» **Brief**: Repeat everything in the data exactly except images.

───

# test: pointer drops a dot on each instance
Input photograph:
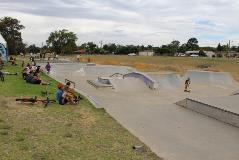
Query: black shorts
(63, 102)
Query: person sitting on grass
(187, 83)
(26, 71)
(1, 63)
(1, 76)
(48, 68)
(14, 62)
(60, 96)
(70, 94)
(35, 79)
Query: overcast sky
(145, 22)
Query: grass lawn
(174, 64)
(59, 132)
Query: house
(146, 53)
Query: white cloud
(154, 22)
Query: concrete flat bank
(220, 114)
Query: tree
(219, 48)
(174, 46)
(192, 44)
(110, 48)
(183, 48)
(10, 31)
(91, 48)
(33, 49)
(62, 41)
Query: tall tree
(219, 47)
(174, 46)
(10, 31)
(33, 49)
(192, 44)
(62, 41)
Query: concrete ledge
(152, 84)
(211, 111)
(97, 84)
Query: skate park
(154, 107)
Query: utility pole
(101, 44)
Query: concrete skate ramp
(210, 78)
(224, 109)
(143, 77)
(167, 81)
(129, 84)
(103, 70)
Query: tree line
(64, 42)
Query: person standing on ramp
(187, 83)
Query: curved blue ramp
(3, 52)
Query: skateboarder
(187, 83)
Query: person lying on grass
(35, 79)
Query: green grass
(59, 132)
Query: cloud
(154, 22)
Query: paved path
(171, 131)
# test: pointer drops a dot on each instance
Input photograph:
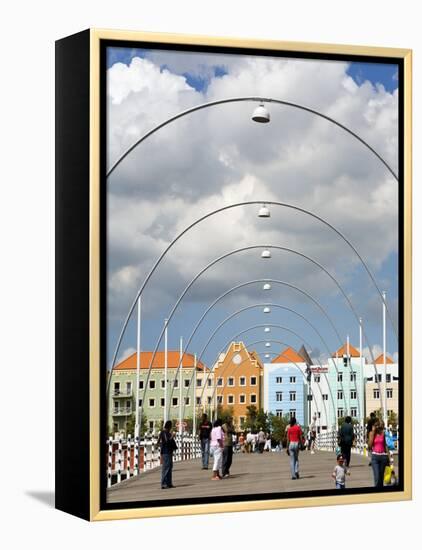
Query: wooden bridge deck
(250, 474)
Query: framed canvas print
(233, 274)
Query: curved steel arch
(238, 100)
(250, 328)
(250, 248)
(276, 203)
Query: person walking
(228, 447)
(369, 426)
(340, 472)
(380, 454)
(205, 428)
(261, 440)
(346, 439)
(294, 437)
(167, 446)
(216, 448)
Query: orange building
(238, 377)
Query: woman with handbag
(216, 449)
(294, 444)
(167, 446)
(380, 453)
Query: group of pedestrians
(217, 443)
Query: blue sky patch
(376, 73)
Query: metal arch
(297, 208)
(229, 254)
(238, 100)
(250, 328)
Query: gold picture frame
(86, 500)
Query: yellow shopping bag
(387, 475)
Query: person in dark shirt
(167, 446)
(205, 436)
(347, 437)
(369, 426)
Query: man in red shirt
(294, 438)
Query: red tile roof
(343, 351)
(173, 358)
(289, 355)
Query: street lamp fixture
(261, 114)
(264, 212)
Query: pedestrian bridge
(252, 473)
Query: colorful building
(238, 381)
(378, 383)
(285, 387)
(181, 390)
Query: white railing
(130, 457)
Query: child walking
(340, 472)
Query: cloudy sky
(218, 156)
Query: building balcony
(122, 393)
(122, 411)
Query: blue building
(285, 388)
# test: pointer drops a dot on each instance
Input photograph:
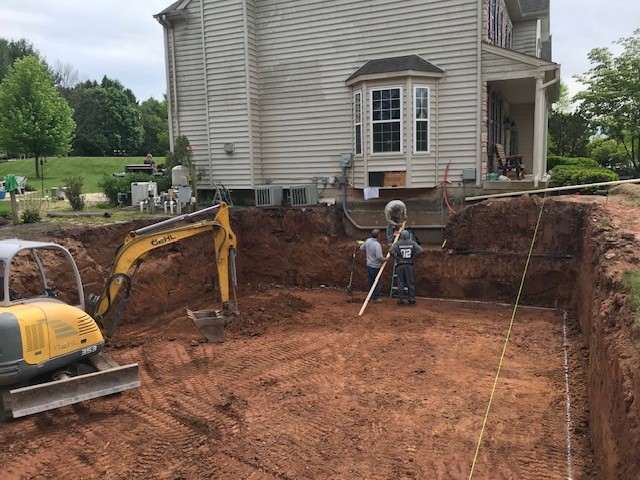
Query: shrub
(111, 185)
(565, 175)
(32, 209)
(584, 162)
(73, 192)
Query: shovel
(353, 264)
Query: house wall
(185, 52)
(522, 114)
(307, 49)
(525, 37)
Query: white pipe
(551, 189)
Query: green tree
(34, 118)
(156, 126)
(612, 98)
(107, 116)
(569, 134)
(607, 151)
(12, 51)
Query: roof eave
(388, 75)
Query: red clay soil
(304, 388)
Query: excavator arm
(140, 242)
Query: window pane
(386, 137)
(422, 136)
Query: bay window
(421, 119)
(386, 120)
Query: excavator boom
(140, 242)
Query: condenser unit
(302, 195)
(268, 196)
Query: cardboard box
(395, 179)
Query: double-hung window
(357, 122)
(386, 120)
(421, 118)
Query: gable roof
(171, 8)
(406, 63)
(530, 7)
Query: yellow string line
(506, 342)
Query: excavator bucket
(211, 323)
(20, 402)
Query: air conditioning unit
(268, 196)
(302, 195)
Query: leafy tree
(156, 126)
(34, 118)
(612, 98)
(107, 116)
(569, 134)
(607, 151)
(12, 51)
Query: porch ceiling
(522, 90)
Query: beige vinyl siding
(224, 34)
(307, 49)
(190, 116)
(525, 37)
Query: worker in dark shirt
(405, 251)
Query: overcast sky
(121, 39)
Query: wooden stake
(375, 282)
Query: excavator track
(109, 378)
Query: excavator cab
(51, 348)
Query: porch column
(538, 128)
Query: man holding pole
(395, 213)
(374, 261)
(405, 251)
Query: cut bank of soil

───

» **Problem solution**:
# test: pointer drops a dot on each instance
Input photograph:
Query: black shorts
(63, 102)
Query: person sitting on grass
(187, 83)
(26, 71)
(1, 63)
(1, 76)
(48, 68)
(14, 62)
(60, 96)
(70, 94)
(35, 79)
Query: overcast sky
(145, 22)
Query: grass lawn
(174, 64)
(59, 132)
Query: house
(146, 53)
Query: white cloud
(154, 22)
Query: concrete flat bank
(220, 114)
Query: tree
(219, 48)
(174, 46)
(192, 44)
(110, 48)
(183, 48)
(10, 31)
(91, 48)
(33, 49)
(62, 41)
Query: tall tree
(219, 47)
(174, 46)
(10, 31)
(33, 49)
(192, 44)
(62, 41)
Query: concrete ledge
(152, 84)
(211, 111)
(97, 84)
Query: skate park
(154, 107)
Query: utility pole
(101, 44)
Query: concrete skate ramp
(210, 78)
(224, 109)
(143, 77)
(167, 81)
(129, 84)
(103, 70)
Query: tree line
(64, 42)
Query: person standing on ramp
(187, 83)
Query: curved blue ramp
(3, 52)
Query: skateboarder
(187, 83)
Query: person lying on grass
(35, 79)
Query: green grass
(59, 132)
Query: cloud
(154, 22)
Query: paved path
(171, 131)
# test: pointer drops a dot on each instance
Input photograph:
Query: wooden bridge deck
(250, 474)
Query: framed canvas print
(233, 274)
Query: curved steel arch
(238, 100)
(250, 328)
(250, 248)
(276, 203)
Query: person walking
(228, 447)
(369, 426)
(340, 472)
(380, 454)
(205, 428)
(261, 440)
(346, 439)
(294, 437)
(167, 446)
(216, 448)
Query: orange building
(238, 377)
Query: woman with handbag
(216, 449)
(294, 444)
(167, 446)
(380, 453)
Query: group of pedestrians
(217, 443)
Query: blue sky patch
(376, 73)
Query: metal arch
(297, 208)
(229, 254)
(238, 100)
(250, 328)
Query: gold picture frame
(86, 500)
Query: yellow shopping bag
(387, 475)
Query: person in dark shirt
(167, 446)
(205, 436)
(347, 437)
(369, 426)
Query: man in red shirt
(294, 438)
Query: red tile roof
(343, 351)
(173, 358)
(289, 355)
Query: street lamp fixture
(261, 114)
(264, 212)
Query: pedestrian bridge
(252, 473)
Query: colorful building
(238, 381)
(378, 383)
(285, 387)
(181, 390)
Query: white railing
(130, 457)
Query: child walking
(340, 472)
Query: cloudy sky
(218, 156)
Query: building balcony
(122, 393)
(122, 411)
Query: blue building
(285, 388)
# test: pointer drops a dot on each instance
Input photograph:
Query: shrub
(111, 185)
(565, 175)
(32, 209)
(584, 162)
(73, 192)
Query: shovel
(353, 264)
Query: house wall
(185, 52)
(522, 114)
(307, 49)
(525, 37)
Query: white pipe
(551, 189)
Query: green tree
(34, 118)
(156, 126)
(612, 98)
(107, 116)
(569, 134)
(607, 151)
(12, 51)
Query: roof eave
(388, 75)
Query: red clay soil
(304, 388)
Query: excavator arm
(140, 242)
Query: window pane
(386, 137)
(422, 136)
Query: bay window
(421, 119)
(386, 120)
Query: excavator boom
(140, 242)
Query: condenser unit
(302, 195)
(268, 196)
Query: cardboard box
(395, 179)
Query: double-hung window
(357, 122)
(386, 120)
(421, 118)
Query: gable roof
(171, 8)
(406, 63)
(530, 7)
Query: yellow string line
(506, 342)
Query: excavator bucket
(211, 323)
(20, 402)
Query: air conditioning unit
(268, 196)
(302, 195)
Query: leafy tree
(156, 126)
(34, 118)
(612, 98)
(107, 116)
(569, 134)
(607, 151)
(12, 51)
Query: porch ceiling
(522, 90)
Query: beige vinyl siding
(224, 34)
(307, 49)
(190, 116)
(525, 37)
Query: worker in dark shirt
(405, 251)
Query: overcast sky
(121, 39)
Query: wooden stake
(375, 282)
Query: excavator track
(109, 378)
Query: excavator cab
(51, 348)
Query: porch column
(538, 128)
Query: man holding pole
(395, 213)
(374, 261)
(405, 251)
Query: cut bank of soil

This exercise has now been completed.